DATASET RECORDS:
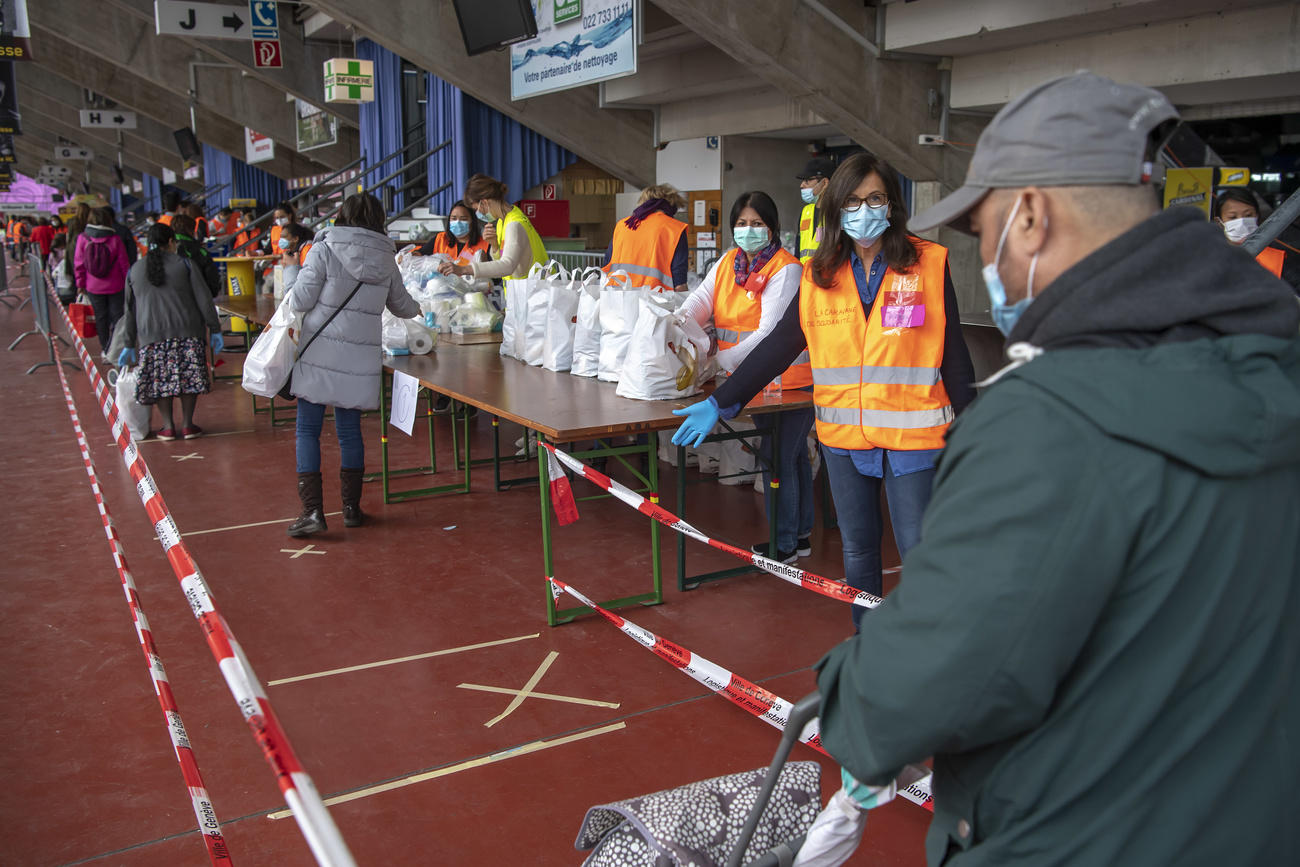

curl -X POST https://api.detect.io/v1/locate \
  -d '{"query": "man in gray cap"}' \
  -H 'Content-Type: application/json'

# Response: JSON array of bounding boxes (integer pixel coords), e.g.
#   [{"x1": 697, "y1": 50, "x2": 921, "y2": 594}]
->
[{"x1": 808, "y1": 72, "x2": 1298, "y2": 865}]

ABOUT THIS EXERCISE: Every line in the records is to be retyped exactly as it stands; the pictures stay out.

PROBLEM SOLUTION:
curl -X POST https://api.detect.io/v1/locate \
  -d '{"query": "man in gray cap"}' \
  -H 'Content-Type: application/json'

# Response: JSON array of bounding boxes (integer pixel coords), e.g.
#   [{"x1": 697, "y1": 50, "x2": 921, "y2": 594}]
->
[{"x1": 808, "y1": 72, "x2": 1298, "y2": 865}]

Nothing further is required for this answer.